SELECTED EXCERPT
Module II: Disability Awareness
Time Required: 2 - 3 hours
Special Facilities, Materials, and Aids:
Handouts: Disability Awareness A - F
Overheads: Disability Awareness Q - Z
Overhead Projector and Screen
In this module participants will review their own ideas related to disabilities and disability issues as well as explore the commonly believed myths and misperceptions held by the general American culture. Facts related to disabilities will be discussed in addition to general considerations for interacting with people with disabilities and disability related language.
- To discuss with participants some common myths related to disabilities.
- To instruct participants on facts related to disability and disability related language.
- For participants to learn some general considerations for interacting with people with disabilities as well as considerations when a person has a specific type of disability.
- Arrange the participants' chairs facing the front of the room and the trainer.
- Have copies of the handouts made for each participant.
- Have overheads in order next to the overhead projector.
- Read through all handouts to familiarize yourself with the information.
To illustrate this point, ask the group to complete the following statements:
- As participants enter the room, ask that they take a minute to complete the handout "Myths, Misconceptions, and Realities of Disability" (Handout A) before the program begins.
Make sure the group has had at least five minutes to complete the questionnaire before starting.
- Explain to the group the following:
"The Americans with Disabilities Act is just the beginning; it's half the job. The bigger half is translating the law into reality, because you can't legislate attitudes, and you can't legislate acceptance.
However, you can legislate actions which can serve to educate and to alter our attitudes."
A. People who are blind live in a world of...
B. People who are deaf live in a world of...

DATA PROVIDED

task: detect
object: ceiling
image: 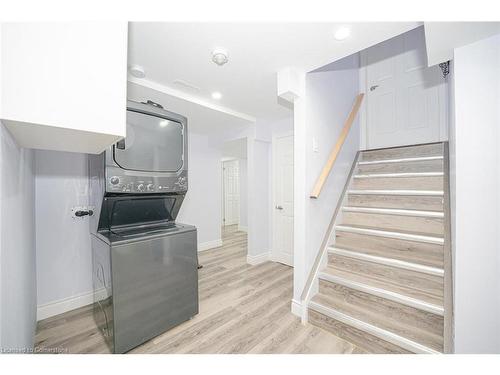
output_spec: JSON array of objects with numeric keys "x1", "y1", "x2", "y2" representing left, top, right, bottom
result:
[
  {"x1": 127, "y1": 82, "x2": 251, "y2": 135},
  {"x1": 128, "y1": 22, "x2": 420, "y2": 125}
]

==

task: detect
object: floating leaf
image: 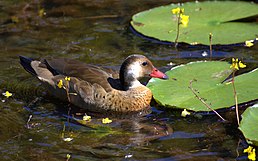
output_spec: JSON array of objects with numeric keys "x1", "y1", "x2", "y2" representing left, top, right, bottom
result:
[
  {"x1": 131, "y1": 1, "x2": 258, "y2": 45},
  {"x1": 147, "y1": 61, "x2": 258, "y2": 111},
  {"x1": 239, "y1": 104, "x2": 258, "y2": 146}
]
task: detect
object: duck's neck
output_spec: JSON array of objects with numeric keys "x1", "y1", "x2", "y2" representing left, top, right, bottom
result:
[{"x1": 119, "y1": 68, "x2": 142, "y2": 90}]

OBJECTIVE A
Answer these questions about the disability awareness training module:
(i) How long does the module take?
(ii) Which handout should participants fill out as they enter the room?
(iii) How long should the group have with the questionnaire before the program starts?
OBJECTIVE B
Write the next part of the disability awareness training module, picking up right after its last line.
The items have nothing to do with what comes next.

EXERCISE ANSWER A
(i) 2 - 3 hours
(ii) "Myths, Misconceptions, and Realities of Disability" (Handout A)
(iii) At least five minutes

EXERCISE ANSWER B
You should get quick responses such as:
As rhetorical questions, ask the group:
- Why is it that you are so quick to jump to the negative?
- Why didn't you respond that people who are blind live in a world of sound or touch?
- And people who are deaf live in a world of sight and color?
- Why is it that we focus on disability rather than on ability??
- Does it make us bad people? (No)
"We make assumptions as a culture, and if you trace not far back in our culture you'll find a set of laws today referred to as the "Ugly Laws." Basically, these laws made it illegal for someone with a visible disability to be seen in public for the purpose of soliciting alms or sympathy, and these laws were on the books from the mid 1940's to the mid 1970's. We put our people with disabilities in separate places and told our children not to look or ask questions.
Now we have the Americans with Disabilities Act that is asking us not only to look, but to talk, to include and accommodate these people into our places of business."
"People with disabilities face many obstacles in the workplace, but the greatest challenges often stem from the attitudinal barriers of their co-workers, not architectural barriers. Therefore, in addition to making the workplace physically accessible, employers must break down attitudinal barriers and help sensitize their workers to the needs of employees with disabilities."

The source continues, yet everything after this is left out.